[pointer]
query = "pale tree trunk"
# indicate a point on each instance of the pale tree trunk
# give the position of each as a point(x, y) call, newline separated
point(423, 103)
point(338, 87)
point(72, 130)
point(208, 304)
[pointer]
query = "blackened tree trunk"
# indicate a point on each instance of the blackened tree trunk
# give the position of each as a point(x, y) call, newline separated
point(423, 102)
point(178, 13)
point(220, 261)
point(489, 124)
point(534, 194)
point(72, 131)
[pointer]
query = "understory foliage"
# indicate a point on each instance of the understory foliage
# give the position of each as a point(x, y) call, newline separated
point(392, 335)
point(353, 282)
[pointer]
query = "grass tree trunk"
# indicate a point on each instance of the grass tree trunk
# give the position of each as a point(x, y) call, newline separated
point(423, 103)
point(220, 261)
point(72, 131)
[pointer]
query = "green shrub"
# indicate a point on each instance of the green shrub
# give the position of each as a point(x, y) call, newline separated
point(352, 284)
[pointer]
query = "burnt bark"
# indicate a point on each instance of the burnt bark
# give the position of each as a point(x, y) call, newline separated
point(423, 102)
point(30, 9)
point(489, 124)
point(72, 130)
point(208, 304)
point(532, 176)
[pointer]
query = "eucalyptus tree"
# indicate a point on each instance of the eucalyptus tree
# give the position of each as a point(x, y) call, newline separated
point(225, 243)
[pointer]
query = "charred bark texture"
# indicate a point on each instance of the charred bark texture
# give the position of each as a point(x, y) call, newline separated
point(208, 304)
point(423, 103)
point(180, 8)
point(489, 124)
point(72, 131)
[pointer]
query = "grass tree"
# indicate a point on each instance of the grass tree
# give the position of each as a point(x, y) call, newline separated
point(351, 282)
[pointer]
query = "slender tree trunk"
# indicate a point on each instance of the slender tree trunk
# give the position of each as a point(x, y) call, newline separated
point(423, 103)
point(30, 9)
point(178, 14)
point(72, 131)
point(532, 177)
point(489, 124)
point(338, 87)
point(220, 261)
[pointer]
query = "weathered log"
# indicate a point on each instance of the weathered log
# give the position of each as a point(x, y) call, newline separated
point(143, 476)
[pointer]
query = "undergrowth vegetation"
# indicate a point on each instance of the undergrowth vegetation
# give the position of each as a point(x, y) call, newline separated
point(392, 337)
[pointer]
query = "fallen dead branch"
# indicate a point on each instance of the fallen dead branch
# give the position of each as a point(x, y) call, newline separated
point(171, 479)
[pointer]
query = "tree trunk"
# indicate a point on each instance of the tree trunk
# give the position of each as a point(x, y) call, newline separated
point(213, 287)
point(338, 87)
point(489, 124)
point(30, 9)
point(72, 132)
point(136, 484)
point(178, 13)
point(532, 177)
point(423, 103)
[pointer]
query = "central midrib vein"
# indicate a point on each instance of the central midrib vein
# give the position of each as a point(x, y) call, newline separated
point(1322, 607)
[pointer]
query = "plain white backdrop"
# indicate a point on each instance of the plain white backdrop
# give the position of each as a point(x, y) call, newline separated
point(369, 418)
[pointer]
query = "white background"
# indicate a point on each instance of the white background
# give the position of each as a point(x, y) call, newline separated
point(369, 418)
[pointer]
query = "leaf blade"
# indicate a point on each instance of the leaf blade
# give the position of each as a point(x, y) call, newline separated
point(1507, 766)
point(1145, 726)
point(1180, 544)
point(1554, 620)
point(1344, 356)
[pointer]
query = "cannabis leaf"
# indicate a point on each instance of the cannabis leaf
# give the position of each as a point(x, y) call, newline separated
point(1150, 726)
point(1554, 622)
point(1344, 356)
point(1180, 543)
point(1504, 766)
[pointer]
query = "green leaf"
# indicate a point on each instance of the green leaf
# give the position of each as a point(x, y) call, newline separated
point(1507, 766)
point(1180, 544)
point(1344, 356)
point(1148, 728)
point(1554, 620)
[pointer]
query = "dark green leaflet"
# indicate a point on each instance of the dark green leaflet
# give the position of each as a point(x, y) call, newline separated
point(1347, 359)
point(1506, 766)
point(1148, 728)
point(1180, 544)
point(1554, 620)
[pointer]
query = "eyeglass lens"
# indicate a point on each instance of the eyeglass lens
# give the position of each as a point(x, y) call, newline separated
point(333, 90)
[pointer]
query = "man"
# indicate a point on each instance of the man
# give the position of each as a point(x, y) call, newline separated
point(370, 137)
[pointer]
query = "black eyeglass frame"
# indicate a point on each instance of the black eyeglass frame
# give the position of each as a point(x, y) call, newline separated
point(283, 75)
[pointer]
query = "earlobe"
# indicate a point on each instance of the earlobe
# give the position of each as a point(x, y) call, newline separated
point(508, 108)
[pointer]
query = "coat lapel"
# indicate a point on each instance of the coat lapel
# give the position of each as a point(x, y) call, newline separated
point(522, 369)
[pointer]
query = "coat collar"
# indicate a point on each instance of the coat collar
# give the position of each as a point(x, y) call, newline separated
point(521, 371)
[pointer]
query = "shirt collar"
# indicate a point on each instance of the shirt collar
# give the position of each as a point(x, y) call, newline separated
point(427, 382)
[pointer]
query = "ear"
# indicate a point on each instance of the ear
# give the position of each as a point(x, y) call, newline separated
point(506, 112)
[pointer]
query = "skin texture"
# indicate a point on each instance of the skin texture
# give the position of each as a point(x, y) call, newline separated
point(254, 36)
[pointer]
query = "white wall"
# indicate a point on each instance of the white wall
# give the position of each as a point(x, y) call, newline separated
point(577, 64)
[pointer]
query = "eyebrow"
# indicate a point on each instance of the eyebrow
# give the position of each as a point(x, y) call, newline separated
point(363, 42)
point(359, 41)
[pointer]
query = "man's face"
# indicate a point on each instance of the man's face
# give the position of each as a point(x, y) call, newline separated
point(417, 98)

|---|

#### TO BE DONE
Copy out the whole listing exactly; please set it all down.

#### REPLY
[pointer]
query = "pale tree trunk"
# indicate a point on each instance of the pale tree trunk
# give the position of each as a point(x, y) call, newline separated
point(423, 103)
point(338, 87)
point(72, 130)
point(208, 304)
[pointer]
query = "blackened tree trunk"
# indicate a point on each instance of the blackened tree trunk
# give the position of each as a point(x, y) call, newline separated
point(423, 102)
point(178, 13)
point(220, 261)
point(489, 124)
point(534, 194)
point(72, 131)
[pointer]
query = "understory foliage"
# indicate a point on each instance of the understory foliage
# give the position of each as a point(x, y) call, newline separated
point(392, 335)
point(353, 282)
[pointer]
query = "grass tree trunk"
# indicate a point on each instance of the grass tree trunk
# give the position of each as a point(x, y) call, newline separated
point(423, 103)
point(220, 261)
point(72, 131)
[pointer]
query = "green shrub"
# indicate a point on each instance of the green shrub
# give the position of each as a point(x, y) call, newline separated
point(352, 284)
[pointer]
query = "burnt bark"
# indicate a point on each instance of the burnt bark
# give the position of each as a point(x, y) call, newline separated
point(423, 102)
point(30, 9)
point(489, 124)
point(72, 130)
point(208, 304)
point(532, 176)
[pointer]
query = "eucalyptus tree"
# indicate a point on each instance of the eucalyptus tree
# give the position of each as a point(x, y) call, newline separated
point(225, 243)
[pointer]
query = "charred bark texture"
# indicate a point on each instance of the charred bark texture
# give the position of each as a point(x, y) call, newline separated
point(208, 304)
point(423, 103)
point(180, 8)
point(489, 124)
point(72, 131)
[pointer]
query = "grass tree"
# indicate a point on each instance of the grass tree
# give the position of each as a point(x, y) call, newline separated
point(351, 282)
[pointer]
query = "slender tree trunk"
# indicate a point on each instance of the slender tree trunk
# give the position of each as a point(x, y) call, newline separated
point(423, 103)
point(30, 9)
point(178, 14)
point(72, 131)
point(532, 177)
point(489, 124)
point(338, 87)
point(220, 261)
[pointer]
query = "weathered log"
# indicate a point on each instance of the weathered log
# give the position of each as a point(x, y) call, newline separated
point(143, 476)
[pointer]
query = "undergrowth vegetation"
# indicate a point on each instance of the undergrowth vegetation
# give the position of each as a point(x, y) call, newline separated
point(392, 337)
[pointer]
query = "fallen dead branch"
# indicate a point on each instance of the fallen dead branch
# give the position of each as a point(x, y) call, newline separated
point(171, 479)
[pointer]
query = "tree trunk"
# indicate a point on each instance of the tree trunk
# give the position of each as a point(x, y) call, newline separated
point(213, 287)
point(338, 87)
point(489, 124)
point(30, 9)
point(72, 132)
point(136, 484)
point(178, 13)
point(532, 177)
point(423, 103)
[pointer]
query = "central midrib vein"
# indicate a point on each instance of the central midrib vein
# give the position of each as a point(x, y) call, newline separated
point(1322, 607)
[pointer]
query = "plain white backdrop"
# indicate a point on each instance of the plain white backdrop
# give the position of each as a point(x, y) call, newline separated
point(369, 418)
[pointer]
query = "white background"
# indicate a point on each instance of the white background
# give the position of each as a point(x, y) call, newline separated
point(369, 418)
[pointer]
query = "leaf blade"
# indicate a point on each instance of the leaf blade
# give the position of each as a point(x, y) call, newline separated
point(1507, 766)
point(1145, 726)
point(1180, 544)
point(1554, 620)
point(1344, 356)
[pointer]
query = "cannabis leaf"
# indicate a point on each instance of the cannabis leaf
# give the position of each as a point(x, y) call, newline separated
point(1150, 726)
point(1554, 622)
point(1344, 356)
point(1180, 543)
point(1504, 766)
[pointer]
query = "green leaf"
# indicate a point on each instance of the green leaf
# give the position of each as a point(x, y) call, newline separated
point(1507, 766)
point(1180, 544)
point(1344, 356)
point(1148, 728)
point(1554, 620)
[pointer]
query = "dark green leaflet"
# indicate a point on each instance of the dark green leaflet
# give the position of each as a point(x, y) call, newline separated
point(1347, 359)
point(1506, 766)
point(1148, 728)
point(1180, 544)
point(1554, 620)
[pointer]
query = "eyeglass lens"
# indicate a point on each instance of the eyeglass lens
# give the position of each as a point(x, y) call, newline separated
point(333, 90)
[pointer]
query = "man"
# indicate a point on each instance of the man
# give the position of each as a point(x, y) call, newline separated
point(370, 137)
[pointer]
query = "black eyeglass frame"
# indicate a point on each instance of the black eyeglass frame
# give the position of each as a point(x, y) call, newline separated
point(283, 75)
[pointer]
query = "earlobe"
# indicate a point on each instance of the earlobe
# give the position of each as a point(x, y) call, newline separated
point(508, 108)
[pointer]
query = "coat lapel"
# indicate a point on each instance of the coat lapel
# give the position of each as a point(x, y) call, newline separated
point(522, 369)
[pointer]
query = "coat collar"
# indicate a point on each instance of the coat collar
# give the position of each as a point(x, y) call, newline separated
point(521, 371)
[pointer]
query = "shirt collar"
# indicate a point on each instance of the shirt collar
# give the position of each as a point(x, y) call, newline separated
point(427, 382)
[pointer]
query = "ear"
# indicate a point on each instance of the ear
# give the position of each as a point(x, y) call, newline separated
point(506, 112)
[pointer]
query = "skin texture"
# indicate a point on each instance of the skin texture
# give the position of each as a point(x, y) call, newline separated
point(254, 36)
[pointer]
query = "white wall"
# indicate a point on each instance of the white wall
# give the position of each as a point(x, y) call, newline separated
point(577, 64)
[pointer]
query = "eyebrow"
# indicate a point on each instance of the eyebrow
# give the position of each as a point(x, y) call, newline separated
point(363, 42)
point(359, 41)
[pointer]
query = "man's face"
# indicate a point on each instance of the man's face
# give the position of each as a point(x, y) call, newline separated
point(417, 98)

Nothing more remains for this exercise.